## OBJECTIVE
Which lines in the data below contain the word "flower"? Gather each of them and copy it in full, treating uppercase and lowercase as different.

## EXERCISE MATERIALS
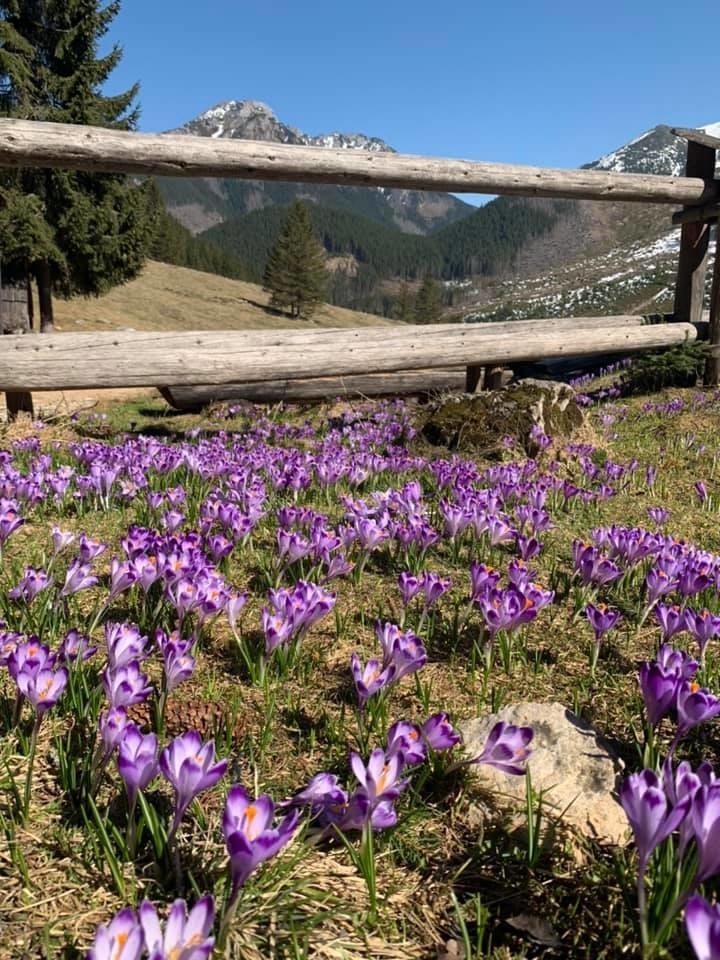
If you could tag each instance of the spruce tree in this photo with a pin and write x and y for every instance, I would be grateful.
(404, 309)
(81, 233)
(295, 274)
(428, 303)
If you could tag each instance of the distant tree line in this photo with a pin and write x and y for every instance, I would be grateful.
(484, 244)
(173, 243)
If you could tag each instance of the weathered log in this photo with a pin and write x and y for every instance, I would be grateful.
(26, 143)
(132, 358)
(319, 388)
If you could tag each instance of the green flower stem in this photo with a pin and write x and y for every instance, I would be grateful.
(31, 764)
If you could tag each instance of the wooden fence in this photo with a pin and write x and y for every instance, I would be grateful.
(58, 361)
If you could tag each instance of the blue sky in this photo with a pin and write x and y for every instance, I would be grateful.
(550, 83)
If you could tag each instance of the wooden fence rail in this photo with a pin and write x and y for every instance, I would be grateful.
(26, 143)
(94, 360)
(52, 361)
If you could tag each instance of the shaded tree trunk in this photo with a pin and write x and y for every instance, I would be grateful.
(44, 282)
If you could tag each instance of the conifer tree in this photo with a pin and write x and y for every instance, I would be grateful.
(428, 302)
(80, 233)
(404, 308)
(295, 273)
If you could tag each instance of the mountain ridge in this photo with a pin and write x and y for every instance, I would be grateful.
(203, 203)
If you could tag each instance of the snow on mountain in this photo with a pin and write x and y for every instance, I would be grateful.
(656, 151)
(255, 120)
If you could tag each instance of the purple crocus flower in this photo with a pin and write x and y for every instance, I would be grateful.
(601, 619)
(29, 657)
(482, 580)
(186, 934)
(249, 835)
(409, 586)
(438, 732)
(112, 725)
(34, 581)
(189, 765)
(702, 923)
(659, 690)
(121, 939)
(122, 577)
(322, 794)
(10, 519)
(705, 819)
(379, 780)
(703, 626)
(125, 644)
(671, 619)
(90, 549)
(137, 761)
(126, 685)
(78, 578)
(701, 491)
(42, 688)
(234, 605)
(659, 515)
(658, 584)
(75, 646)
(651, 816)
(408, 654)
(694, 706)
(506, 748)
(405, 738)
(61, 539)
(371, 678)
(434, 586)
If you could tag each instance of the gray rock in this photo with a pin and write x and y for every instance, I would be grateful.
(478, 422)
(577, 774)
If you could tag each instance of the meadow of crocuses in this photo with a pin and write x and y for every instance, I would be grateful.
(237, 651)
...
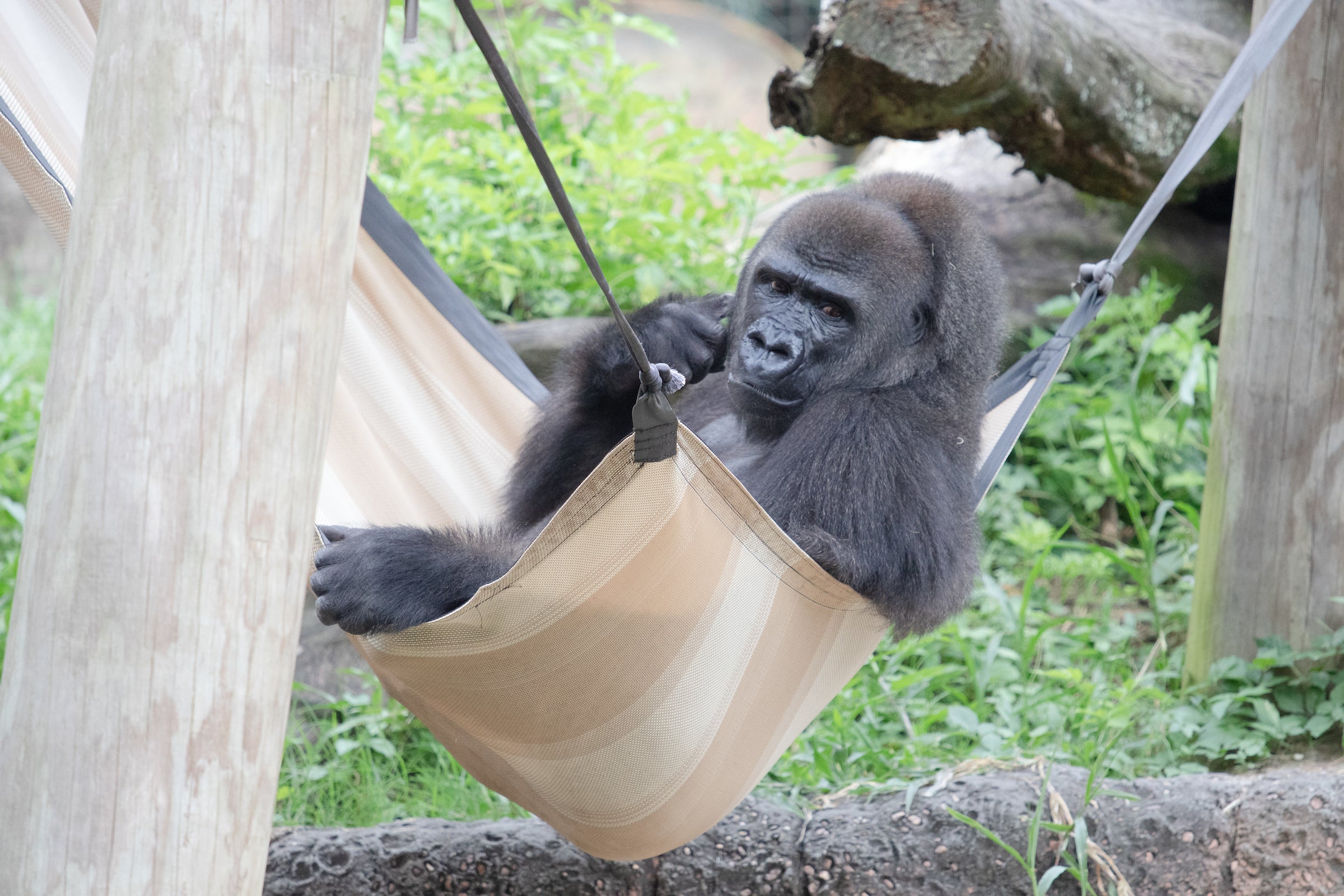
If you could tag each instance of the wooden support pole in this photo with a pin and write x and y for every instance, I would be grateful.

## WRITTEN ANSWER
If you could tag each instance of the green flower stem in this photo with a pin and write x and y for every instance, I would be grateful.
If you could tag each instance of the purple crocus flower in this photo with a pin and write x and y for every instance, I would be grateful.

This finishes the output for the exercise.